** The input **
<<<<

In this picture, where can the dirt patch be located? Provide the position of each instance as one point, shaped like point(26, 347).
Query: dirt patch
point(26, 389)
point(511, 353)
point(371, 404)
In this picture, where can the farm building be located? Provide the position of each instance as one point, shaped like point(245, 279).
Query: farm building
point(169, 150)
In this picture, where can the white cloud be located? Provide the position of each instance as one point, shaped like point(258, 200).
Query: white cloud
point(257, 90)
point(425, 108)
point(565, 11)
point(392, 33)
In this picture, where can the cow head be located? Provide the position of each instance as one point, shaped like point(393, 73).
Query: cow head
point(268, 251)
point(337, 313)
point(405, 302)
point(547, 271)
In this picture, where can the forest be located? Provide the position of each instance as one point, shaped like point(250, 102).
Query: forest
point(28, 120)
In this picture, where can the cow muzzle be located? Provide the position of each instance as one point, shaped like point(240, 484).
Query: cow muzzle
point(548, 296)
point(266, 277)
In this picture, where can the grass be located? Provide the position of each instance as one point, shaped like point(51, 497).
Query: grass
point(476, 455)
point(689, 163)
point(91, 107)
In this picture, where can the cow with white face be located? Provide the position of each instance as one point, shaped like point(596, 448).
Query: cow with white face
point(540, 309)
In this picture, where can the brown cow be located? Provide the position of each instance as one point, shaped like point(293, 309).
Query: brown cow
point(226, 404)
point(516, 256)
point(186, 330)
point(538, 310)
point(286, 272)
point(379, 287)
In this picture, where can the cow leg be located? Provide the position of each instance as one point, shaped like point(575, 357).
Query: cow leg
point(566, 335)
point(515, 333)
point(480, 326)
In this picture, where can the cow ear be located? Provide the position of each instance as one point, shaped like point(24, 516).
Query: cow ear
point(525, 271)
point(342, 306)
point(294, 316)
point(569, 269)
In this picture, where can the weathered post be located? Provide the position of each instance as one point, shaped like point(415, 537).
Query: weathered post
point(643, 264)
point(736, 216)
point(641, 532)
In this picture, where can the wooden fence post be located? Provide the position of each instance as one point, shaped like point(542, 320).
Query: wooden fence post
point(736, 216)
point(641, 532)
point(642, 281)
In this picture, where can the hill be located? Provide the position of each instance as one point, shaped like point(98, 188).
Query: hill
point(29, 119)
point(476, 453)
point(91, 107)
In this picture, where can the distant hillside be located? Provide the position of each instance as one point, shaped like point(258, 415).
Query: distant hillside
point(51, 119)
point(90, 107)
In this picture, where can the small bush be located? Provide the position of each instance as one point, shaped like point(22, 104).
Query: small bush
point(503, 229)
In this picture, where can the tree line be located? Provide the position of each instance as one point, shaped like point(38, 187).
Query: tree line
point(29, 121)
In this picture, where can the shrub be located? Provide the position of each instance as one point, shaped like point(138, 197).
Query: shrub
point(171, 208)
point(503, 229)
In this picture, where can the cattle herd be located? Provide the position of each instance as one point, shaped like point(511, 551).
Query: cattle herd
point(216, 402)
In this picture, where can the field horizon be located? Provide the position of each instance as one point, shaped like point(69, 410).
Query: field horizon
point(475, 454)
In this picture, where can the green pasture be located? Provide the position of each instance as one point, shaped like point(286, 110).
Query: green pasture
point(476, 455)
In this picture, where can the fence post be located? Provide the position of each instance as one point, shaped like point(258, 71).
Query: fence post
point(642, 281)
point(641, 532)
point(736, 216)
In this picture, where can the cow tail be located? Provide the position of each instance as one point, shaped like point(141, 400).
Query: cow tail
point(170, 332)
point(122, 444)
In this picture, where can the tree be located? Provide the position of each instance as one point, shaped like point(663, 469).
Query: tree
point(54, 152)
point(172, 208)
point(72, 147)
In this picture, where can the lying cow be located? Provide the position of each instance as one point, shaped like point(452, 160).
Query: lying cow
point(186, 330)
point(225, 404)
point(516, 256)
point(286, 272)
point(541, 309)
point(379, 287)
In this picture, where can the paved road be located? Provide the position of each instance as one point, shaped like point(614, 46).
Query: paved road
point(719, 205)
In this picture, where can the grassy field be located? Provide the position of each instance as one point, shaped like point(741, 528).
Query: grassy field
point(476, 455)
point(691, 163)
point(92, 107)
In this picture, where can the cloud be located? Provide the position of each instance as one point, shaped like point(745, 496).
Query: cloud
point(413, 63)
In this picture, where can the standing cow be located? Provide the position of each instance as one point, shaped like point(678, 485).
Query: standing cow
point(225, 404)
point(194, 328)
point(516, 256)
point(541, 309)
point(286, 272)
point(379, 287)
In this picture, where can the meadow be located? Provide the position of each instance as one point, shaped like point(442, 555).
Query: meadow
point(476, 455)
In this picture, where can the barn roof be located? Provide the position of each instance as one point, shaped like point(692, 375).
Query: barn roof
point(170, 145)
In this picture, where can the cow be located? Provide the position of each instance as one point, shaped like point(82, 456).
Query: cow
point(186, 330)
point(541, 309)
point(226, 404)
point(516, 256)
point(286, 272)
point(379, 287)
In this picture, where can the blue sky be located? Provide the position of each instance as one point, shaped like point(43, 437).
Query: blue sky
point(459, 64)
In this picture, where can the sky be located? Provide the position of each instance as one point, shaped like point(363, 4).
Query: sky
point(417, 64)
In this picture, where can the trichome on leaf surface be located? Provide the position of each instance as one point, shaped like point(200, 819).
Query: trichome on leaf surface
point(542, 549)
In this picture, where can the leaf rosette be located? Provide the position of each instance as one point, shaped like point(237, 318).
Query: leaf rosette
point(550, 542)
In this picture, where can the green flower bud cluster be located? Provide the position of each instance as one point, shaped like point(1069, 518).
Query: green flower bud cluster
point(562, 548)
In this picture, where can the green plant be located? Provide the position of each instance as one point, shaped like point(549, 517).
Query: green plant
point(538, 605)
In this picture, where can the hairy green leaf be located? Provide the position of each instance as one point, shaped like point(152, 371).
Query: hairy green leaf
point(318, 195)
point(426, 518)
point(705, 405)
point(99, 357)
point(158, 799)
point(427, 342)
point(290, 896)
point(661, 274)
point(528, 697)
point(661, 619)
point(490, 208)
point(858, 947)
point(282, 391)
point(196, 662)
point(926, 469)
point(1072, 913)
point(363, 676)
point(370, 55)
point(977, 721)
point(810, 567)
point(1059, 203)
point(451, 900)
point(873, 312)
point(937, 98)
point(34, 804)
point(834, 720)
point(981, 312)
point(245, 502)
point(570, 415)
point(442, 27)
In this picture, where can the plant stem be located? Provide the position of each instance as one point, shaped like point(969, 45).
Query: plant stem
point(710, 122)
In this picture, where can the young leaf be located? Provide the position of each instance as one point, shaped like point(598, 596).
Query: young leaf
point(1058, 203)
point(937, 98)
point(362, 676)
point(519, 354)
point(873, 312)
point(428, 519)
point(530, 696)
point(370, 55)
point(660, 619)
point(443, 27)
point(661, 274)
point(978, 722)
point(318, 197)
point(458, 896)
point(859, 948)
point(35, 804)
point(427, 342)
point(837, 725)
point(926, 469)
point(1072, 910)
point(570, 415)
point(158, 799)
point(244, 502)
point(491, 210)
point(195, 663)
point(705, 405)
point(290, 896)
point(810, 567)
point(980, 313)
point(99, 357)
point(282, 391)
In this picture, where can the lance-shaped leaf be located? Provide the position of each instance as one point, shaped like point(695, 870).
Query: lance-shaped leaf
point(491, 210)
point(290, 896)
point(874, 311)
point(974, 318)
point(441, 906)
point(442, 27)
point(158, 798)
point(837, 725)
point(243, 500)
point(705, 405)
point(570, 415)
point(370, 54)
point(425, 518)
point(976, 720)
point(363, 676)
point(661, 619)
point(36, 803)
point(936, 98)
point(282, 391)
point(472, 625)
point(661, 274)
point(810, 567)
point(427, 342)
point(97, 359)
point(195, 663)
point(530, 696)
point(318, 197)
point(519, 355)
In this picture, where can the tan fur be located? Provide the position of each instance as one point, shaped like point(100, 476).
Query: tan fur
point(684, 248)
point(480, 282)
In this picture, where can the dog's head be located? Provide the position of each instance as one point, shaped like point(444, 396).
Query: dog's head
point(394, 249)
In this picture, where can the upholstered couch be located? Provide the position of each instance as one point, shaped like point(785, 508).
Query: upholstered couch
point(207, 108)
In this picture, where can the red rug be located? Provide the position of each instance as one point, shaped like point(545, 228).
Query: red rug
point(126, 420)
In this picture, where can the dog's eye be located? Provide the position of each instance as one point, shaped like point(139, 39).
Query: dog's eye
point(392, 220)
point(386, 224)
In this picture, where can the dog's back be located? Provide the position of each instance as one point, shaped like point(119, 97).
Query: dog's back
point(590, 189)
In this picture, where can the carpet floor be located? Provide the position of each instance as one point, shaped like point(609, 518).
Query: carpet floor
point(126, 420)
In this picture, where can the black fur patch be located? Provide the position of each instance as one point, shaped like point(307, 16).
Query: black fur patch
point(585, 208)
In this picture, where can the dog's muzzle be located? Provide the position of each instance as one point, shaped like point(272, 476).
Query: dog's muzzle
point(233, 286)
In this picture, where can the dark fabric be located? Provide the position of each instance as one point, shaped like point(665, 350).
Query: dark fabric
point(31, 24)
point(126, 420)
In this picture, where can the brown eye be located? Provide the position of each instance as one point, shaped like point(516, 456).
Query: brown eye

>>>>

** To do **
Above are the records; repeat exactly the lines from the one holding "Query: fence post" down to the one holding "In this picture, where can the tree be", end lines included.

** Exercise answer **
Query: fence post
point(642, 281)
point(641, 532)
point(736, 216)
In this picture, where can the cow tail be located? Provide the position of each instance as one point, shaped like point(141, 400).
Query: cow tail
point(170, 332)
point(122, 444)
In this picture, where can the tree be located? Provide the position of each instance as one point, shaped like point(663, 469).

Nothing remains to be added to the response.